## START
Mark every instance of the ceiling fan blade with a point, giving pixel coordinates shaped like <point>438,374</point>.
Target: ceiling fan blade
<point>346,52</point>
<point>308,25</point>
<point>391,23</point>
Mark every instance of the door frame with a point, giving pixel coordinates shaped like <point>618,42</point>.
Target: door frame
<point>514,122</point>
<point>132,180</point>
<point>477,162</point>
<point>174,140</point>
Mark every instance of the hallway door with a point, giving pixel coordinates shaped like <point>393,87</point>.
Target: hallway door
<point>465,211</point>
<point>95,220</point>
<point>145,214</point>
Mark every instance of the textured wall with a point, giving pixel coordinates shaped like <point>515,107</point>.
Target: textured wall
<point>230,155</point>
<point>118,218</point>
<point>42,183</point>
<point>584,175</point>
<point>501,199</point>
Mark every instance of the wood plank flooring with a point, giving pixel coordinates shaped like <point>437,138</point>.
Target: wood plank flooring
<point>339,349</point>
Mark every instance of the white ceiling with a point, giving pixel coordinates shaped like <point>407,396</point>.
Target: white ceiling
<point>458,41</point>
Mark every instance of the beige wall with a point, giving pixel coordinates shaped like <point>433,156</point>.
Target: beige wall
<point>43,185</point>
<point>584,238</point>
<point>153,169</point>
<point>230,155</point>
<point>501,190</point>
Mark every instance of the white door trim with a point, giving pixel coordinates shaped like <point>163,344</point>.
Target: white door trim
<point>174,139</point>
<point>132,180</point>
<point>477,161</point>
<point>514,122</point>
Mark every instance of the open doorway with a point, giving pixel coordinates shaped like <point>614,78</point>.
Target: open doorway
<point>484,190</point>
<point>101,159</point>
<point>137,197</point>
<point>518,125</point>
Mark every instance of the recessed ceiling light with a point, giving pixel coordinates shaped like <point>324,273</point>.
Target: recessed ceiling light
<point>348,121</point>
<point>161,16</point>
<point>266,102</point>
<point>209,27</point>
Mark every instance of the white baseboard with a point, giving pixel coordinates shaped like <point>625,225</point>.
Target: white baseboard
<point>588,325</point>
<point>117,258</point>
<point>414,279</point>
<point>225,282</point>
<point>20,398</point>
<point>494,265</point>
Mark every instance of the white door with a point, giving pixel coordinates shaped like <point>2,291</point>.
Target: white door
## END
In the listing above, find the line with "Mark every instance of the white door trim" and set down that line and all after it exactly, through the final line.

■ **Completed exercise**
Mark every instance of the white door trim with a point, giving pixel coordinates shaped like <point>163,344</point>.
Target: white door trim
<point>174,139</point>
<point>132,180</point>
<point>477,161</point>
<point>514,122</point>
Mark every instance of the open doorway with a point, giving pixel coordinates shaped like <point>614,78</point>.
Target: open doorway
<point>484,190</point>
<point>101,159</point>
<point>137,197</point>
<point>518,125</point>
Mark every instance of the recessed ceiling light with a point, giving pixel coordinates shaped like <point>324,273</point>.
Target: recessed ceiling light
<point>348,121</point>
<point>161,16</point>
<point>266,102</point>
<point>209,27</point>
Mark every instance of the white baseboard with a point, giving pixel coordinates shaped like <point>625,225</point>.
Target: white baseboard
<point>588,325</point>
<point>117,258</point>
<point>414,279</point>
<point>225,282</point>
<point>20,398</point>
<point>494,265</point>
Mark every instance of the white door with a point, giving pixel coordinates shaped like <point>2,291</point>.
Target: white door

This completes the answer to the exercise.